• Excerpted passage:
========

Calvary Hospital has refused to admit its failure to fully investigate a Canberra mother's liver tumour directly caused an incurable cancer now likely to kill her within months.
But the hospital, currently facing a major negligence case in the ACT Supreme Court, has conceded it breached the duty of care it owed to patient Rachael Anne Netting, 37.
Mrs Netting first went to Calvary in January last year, complaining of abdominal pain. Two ultrasounds were conducted, one picking up an ovarian cyst, which was removed, and the other a mass in her liver.
The ultrasound report urged for further investigation of the liver mass through a CT scan.
That scan was never done, and the cancer went untreated. Medical evidence suggests it was curable at that early stage.
More than a year later, Mrs Netting returned to Calvary, complaining again of pain.
This time, the CT scan was done.
It showed an aggressive cancer deemed incurable.
The mother, who has two young sons, was given just three to six months to live.
Her firm Bradley Allen Love last week launched a bid to have her negligence case heard urgently in the ACT Supreme Court.
Calvary has since filed a defence to the case, while still gathering its own medical evidence.
The hospital, represented by the ACT Government Solicitor's office, conceded the error, court documents show.
But it is currently not admitting that the breach in their duty of care to Mrs Netting caused the incurable liver cancer.
It is also disputing various aspects of the allegations, including that the ultrasound report was never sent to Mrs Netting's GP as part of the discharge referral.
The hospital also contests claims that its staff failed to view the formal ultrasound report showing the liver mass during Mrs Netting's admission.

========

Region pointing data
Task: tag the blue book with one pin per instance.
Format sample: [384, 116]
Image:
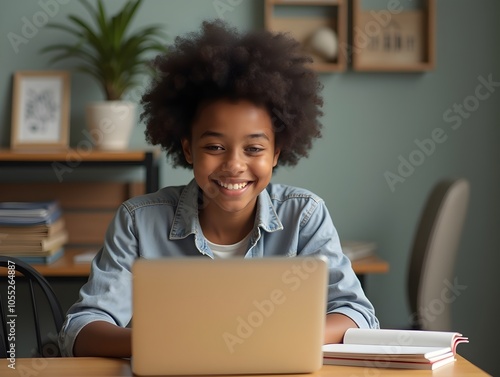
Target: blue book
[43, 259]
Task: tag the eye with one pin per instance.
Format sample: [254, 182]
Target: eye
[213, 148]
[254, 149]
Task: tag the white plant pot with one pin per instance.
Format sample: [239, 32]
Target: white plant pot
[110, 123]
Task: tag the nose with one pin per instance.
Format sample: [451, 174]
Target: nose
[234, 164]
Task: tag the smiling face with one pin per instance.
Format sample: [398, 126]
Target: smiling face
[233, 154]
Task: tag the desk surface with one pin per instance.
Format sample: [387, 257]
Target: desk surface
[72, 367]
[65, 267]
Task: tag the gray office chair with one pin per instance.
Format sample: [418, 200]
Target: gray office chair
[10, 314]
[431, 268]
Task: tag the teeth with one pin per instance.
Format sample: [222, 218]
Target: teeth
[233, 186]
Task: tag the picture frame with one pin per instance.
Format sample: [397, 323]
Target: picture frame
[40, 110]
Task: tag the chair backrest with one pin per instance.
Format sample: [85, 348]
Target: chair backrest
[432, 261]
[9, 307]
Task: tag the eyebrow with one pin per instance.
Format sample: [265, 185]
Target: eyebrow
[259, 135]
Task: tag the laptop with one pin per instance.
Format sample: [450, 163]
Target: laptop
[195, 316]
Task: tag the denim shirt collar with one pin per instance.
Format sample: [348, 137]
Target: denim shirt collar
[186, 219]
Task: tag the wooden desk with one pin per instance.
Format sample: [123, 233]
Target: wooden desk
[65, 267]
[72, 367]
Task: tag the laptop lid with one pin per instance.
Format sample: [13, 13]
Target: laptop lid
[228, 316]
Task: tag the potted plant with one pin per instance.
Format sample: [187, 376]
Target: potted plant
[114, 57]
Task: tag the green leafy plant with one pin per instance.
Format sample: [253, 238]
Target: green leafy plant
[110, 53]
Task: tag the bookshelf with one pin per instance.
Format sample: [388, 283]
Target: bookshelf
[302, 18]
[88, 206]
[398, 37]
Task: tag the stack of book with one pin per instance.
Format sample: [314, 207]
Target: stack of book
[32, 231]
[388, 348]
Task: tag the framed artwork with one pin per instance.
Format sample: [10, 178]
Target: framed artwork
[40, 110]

========

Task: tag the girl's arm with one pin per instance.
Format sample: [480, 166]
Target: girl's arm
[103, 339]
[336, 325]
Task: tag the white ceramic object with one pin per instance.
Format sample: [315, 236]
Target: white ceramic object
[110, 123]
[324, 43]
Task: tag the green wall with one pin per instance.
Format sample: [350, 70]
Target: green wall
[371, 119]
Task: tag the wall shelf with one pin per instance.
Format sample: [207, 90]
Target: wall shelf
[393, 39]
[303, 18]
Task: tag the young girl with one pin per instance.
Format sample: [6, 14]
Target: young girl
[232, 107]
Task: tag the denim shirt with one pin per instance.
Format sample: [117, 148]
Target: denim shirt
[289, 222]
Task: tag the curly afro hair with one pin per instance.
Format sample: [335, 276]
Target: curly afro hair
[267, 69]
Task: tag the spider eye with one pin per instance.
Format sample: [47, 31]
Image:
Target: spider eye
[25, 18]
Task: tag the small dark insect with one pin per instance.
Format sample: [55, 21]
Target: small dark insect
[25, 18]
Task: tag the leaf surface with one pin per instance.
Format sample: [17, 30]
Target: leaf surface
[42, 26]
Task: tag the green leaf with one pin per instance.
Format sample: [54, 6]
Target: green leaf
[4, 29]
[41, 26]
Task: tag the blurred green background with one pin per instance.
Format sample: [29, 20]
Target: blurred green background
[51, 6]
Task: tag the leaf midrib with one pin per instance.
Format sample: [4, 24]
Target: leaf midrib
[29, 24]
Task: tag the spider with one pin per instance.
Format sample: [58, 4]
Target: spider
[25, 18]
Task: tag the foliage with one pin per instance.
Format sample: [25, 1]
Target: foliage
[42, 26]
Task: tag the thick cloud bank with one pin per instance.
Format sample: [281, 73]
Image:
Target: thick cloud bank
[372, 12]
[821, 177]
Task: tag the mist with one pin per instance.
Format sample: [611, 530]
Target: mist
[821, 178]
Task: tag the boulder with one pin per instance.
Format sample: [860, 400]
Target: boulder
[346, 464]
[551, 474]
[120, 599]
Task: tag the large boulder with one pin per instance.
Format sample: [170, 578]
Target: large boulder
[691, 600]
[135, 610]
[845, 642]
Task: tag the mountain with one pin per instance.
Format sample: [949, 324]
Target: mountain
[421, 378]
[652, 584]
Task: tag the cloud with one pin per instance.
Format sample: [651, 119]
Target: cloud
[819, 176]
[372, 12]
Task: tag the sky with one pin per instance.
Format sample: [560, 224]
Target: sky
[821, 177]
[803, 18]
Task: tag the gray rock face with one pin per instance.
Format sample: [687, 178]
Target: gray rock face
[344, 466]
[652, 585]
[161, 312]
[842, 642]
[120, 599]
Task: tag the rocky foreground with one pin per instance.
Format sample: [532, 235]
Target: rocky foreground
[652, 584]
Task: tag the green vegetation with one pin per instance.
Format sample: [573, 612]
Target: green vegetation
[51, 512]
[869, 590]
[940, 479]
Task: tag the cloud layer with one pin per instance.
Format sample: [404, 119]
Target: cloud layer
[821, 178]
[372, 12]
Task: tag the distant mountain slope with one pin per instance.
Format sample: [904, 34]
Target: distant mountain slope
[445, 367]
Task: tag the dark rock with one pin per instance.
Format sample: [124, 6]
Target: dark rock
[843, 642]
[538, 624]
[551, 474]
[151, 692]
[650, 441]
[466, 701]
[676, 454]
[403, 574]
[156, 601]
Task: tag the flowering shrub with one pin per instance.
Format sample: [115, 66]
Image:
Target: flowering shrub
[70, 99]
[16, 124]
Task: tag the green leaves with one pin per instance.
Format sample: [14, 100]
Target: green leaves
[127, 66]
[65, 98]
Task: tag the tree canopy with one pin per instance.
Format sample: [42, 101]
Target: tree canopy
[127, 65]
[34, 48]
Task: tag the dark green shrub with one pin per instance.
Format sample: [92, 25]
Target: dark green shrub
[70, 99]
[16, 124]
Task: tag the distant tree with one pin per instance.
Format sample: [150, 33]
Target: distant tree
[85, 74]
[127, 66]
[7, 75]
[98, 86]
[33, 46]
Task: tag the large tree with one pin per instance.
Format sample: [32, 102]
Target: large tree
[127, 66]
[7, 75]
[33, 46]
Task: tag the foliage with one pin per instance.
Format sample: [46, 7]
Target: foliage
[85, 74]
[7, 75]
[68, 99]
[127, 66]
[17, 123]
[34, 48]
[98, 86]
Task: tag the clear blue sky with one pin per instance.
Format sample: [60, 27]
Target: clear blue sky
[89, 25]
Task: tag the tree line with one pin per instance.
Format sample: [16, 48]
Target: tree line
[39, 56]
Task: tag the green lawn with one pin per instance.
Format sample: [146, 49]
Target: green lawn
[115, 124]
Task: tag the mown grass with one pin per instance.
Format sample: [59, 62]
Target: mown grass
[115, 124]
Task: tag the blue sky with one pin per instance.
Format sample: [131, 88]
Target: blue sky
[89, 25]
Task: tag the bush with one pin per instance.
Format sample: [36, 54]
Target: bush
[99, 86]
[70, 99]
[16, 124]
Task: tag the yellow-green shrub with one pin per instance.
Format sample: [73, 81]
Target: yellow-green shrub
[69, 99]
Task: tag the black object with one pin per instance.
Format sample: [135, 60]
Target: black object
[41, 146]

========

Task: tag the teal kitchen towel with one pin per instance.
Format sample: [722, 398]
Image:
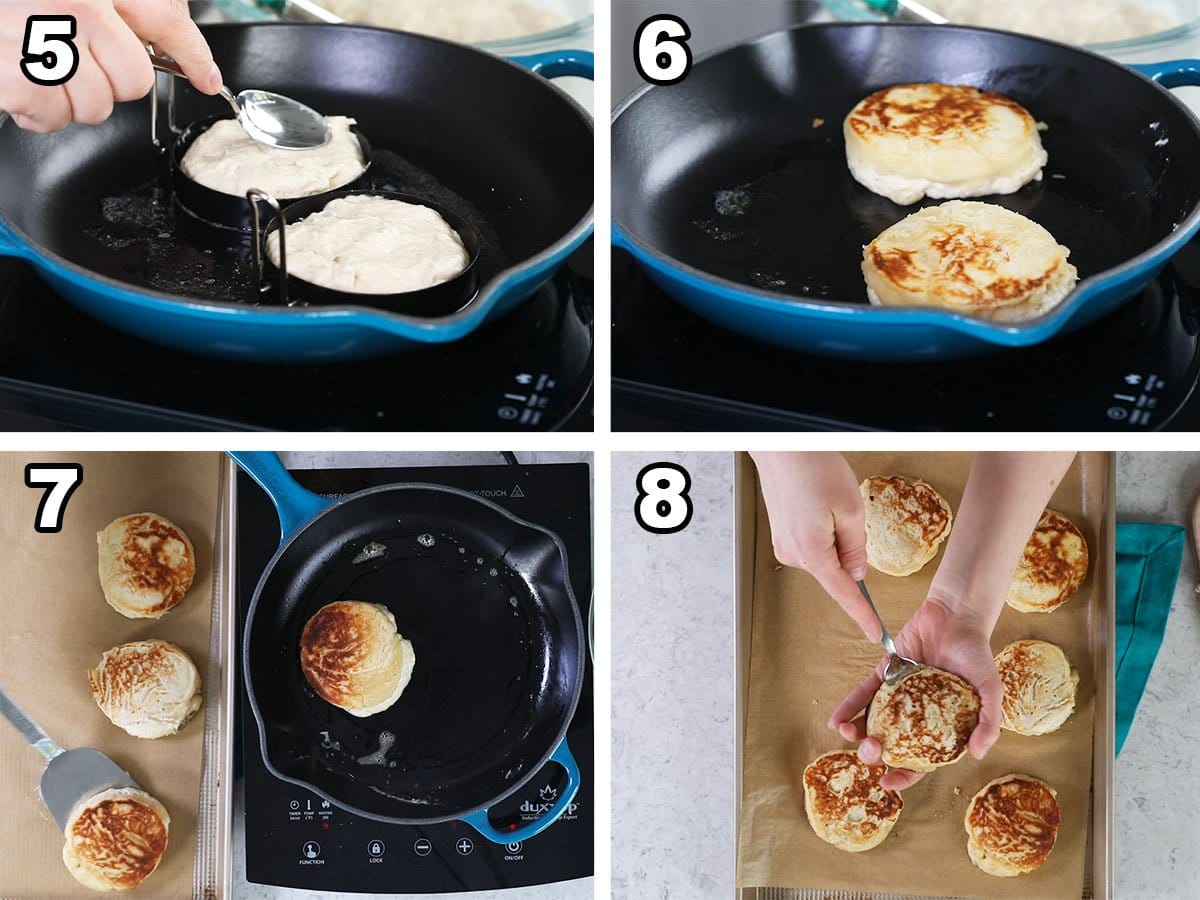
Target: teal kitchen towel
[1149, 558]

========

• Tasks:
A - From the article on the Calvary Hospital negligence case, list each claim that the article says the hospital is not admitting, disputing or contesting.
B - Continue the article on the Calvary Hospital negligence case from its last sentence.

• Answers by item number:
A -
- That the breach in its duty of care to Mrs Netting caused the incurable liver cancer.
- That the ultrasound report was never sent to Mrs Netting's GP as part of the discharge referral.
- That its staff failed to view the formal ultrasound report showing the liver mass during Mrs Netting's admission.

B -
Mrs Netting alleged no member of Calvary staff told her of the liver mass or the recommendation for the CT scan. But that is another claim disputed by the hospital in its defence.
It does not agree that Mrs Netting would have been cured if her tumour was resected on her first visit.
The case is due for mediation in early December.
Should that process fail, it will come before the ACT Supreme Court on December 10 for hearing.
Justice Richard Refshauge last week urged the parties to do whatever they can to resolve the issue at mediation.
Mrs Netting is currently undergoing chemotherapy.
The court is considering whether it needs to take evidence on commission, or outside of the court, and may bring in former Chief Justice Terence Higgins for the job.
Calvary has previously signalled it may argue the quantum of any payout to Mrs Netting.
Her lawyers are currently claiming injury, loss, and damage from the incurable cancer itself, multiple hospitalisations, past and future liver cancer treatment, the inability to work or care for her family, the need for domestic care and palliative medical care at home, pain and suffering, emotional distress, and the loss of expectation of life.
Mrs Netting was forced out of her job at the Australian Taxation Office earlier this year, retiring on grounds of invalidity.